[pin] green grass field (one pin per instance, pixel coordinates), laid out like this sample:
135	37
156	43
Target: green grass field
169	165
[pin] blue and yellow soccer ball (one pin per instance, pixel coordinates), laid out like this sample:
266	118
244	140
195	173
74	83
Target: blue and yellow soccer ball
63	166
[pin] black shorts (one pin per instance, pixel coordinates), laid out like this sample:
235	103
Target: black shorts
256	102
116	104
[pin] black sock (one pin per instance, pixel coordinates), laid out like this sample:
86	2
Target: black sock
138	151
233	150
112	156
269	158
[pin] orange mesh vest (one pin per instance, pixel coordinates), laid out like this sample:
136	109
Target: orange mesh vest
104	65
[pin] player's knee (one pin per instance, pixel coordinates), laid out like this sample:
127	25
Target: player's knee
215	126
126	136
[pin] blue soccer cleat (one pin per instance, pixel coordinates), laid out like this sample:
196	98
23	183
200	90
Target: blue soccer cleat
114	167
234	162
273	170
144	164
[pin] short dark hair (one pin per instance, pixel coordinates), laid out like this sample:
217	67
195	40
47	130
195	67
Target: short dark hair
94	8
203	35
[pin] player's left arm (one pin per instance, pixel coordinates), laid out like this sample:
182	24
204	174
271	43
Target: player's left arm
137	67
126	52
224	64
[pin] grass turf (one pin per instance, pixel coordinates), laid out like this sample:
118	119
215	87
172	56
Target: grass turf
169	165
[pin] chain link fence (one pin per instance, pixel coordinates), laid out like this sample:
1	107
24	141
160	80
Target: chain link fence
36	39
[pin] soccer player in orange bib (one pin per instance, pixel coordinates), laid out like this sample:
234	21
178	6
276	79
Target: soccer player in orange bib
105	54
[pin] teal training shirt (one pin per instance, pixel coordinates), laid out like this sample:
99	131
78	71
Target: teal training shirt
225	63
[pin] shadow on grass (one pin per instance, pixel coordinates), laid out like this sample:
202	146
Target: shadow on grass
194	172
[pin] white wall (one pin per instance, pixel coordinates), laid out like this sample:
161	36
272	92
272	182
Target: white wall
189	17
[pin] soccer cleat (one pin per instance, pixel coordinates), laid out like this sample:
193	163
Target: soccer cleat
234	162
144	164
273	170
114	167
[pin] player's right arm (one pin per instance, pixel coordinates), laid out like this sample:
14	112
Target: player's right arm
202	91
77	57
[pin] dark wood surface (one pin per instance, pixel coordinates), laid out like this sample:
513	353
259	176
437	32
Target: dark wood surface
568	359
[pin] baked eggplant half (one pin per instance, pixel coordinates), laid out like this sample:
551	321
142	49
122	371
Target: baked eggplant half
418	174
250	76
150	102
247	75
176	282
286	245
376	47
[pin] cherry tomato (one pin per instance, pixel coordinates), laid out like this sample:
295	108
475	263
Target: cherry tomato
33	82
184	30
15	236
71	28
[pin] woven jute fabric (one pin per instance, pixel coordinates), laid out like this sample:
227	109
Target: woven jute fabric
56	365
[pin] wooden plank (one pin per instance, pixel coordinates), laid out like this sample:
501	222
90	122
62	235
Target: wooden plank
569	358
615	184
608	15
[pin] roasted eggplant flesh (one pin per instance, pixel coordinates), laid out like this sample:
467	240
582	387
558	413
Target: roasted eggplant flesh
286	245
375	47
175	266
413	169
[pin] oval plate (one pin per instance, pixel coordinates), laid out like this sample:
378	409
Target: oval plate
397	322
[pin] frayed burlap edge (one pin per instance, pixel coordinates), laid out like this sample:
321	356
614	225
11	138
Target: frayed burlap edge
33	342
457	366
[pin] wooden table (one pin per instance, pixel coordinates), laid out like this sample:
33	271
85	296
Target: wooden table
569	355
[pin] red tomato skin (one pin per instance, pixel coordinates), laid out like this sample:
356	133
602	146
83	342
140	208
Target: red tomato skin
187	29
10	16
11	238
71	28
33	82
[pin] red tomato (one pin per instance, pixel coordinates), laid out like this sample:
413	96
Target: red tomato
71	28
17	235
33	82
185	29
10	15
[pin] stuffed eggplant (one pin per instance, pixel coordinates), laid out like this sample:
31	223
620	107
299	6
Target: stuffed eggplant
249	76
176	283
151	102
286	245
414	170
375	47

*-*-*

REQUIRED WORK: Each line of the data must be written out exactly as it appears.

ANSWER TO THE EXERCISE:
[pin] green grass field (one pin per instance, pixel coordinates), laid out like this sample:
135	37
156	43
Target: green grass field
169	165
[pin] blue and yellow soccer ball (one pin per instance, pixel coordinates), laid out like this sample:
266	118
244	140
195	173
74	83
Target: blue and yellow soccer ball
63	166
[pin] black shorts (one pin per instance, pixel coordinates), laid out like this sample:
235	103
Target: black shorts
256	102
116	104
[pin] black sock (one pin per instance, pixel coordinates), laid out like this sample:
86	2
Target: black sock
138	151
233	150
112	156
269	158
[pin] orange mesh vest (one pin per instance, pixel coordinates), laid out like this sample:
136	109
Target: orange mesh vest
104	65
[pin] player's knee (one pin per instance, pixel coordinates), laid out like this sample:
127	25
Target: player's knee
215	126
126	136
[pin] blue soccer cleat (one pin per instance, pixel coordinates), laid out like this sample:
196	98
23	183
200	90
Target: blue soccer cleat
114	167
234	162
273	170
144	164
[pin] short dark hair (one pin per instance, pixel coordinates), laid out like this sample:
217	67
195	40
47	130
195	67
Target: short dark hair
94	8
203	35
[pin] player's left arm (one pin per instance, pixel coordinates), laid out like this sample:
182	24
204	174
271	43
Target: player's left arm
137	67
126	52
224	64
[pin] grass turf (one pin per instance, pixel coordinates), laid out like this sample:
118	119
215	87
172	56
Target: grass turf
169	165
[pin] chain link fence (one pin per instance, pixel coordinates), laid out like this sample:
1	107
24	141
160	80
Target: chain link fence
36	39
[pin] soccer player in orange bib (one pin per instance, pixel coordinates), laid out like this sample:
234	21
178	6
276	79
Target: soccer player in orange bib
105	54
[pin] teal training shirt (one pin per instance, pixel coordinates), laid out like this sample:
99	131
78	71
Target: teal training shirt
225	63
[pin] shadow on grass (one pin per instance, pixel coordinates), laid out like this sample:
202	146
Target: shadow on grass
194	172
[pin] white wall (one pin per instance, pixel coordinates), laid out like this sample:
161	36
272	92
272	182
Target: white wall
189	17
[pin] soccer cleat (one pin per instance, pixel coordinates), laid out like this sample:
193	163
Target: soccer cleat
234	162
144	164
273	170
114	167
[pin] player's right arm (one pin per instance, pixel coordinates), laid out like this sample:
14	112
Target: player's right arm
202	91
77	57
[pin] dark wood surface (one pin per instance, pixel coordinates), laid out like this sample:
513	353
259	176
437	32
Target: dark wood surface
568	359
[pin] baked eggplant half (one pin per instance, pixel coordinates), laid out like this sample:
551	321
142	49
122	371
Target: baked eggplant half
418	174
250	76
150	102
247	75
176	282
286	245
376	47
[pin] cherry tomato (one pin per instance, pixel coordinates), laid out like this sample:
295	108
475	263
Target: cherry tomato
33	82
184	30
15	236
71	28
[pin] woven jute fabric (one pin per instance, pixel coordinates), laid out like this sample:
227	109
Target: woven jute fabric
56	365
[pin] wooden plank (one pin per instance, pixel coordinates), laid out like this sample:
501	222
90	122
62	235
Target: wooden plank
569	358
615	184
608	15
[pin] roasted eggplant flesh (one pin per instance, pixel coordinates), laid out like this sample:
467	240
582	387
558	413
Target: roasted eggplant flesh
286	245
375	47
175	266
413	169
[pin] oval plate (one pin per instance, pixel coordinates), laid out like this sample:
378	409
Target: oval plate
397	322
[pin] frayed burlap edge (one pin per instance, pixel coordinates), laid out like this sample:
321	356
614	225
11	138
Target: frayed burlap edge
33	342
457	366
[pin] wooden table (one pin per instance, pixel coordinates), laid out like this sample:
33	271
85	296
Target: wooden table
569	355
[pin] red tomato skin (one pin per instance, pixel coordinates), laid out like this sample:
356	133
602	146
83	342
140	208
Target: red tomato skin
187	29
10	16
11	238
71	28
33	82
[pin] red tomato (one pin per instance, pixel coordinates), laid out like this sample:
413	96
Target: red tomato
71	28
17	235
33	82
185	29
10	15
[pin] stuffed eggplant (one pin per instance, pixel coordinates), laid out like this sample:
31	223
620	107
299	6
Target: stuffed eggplant
249	76
176	283
151	102
286	245
414	170
375	47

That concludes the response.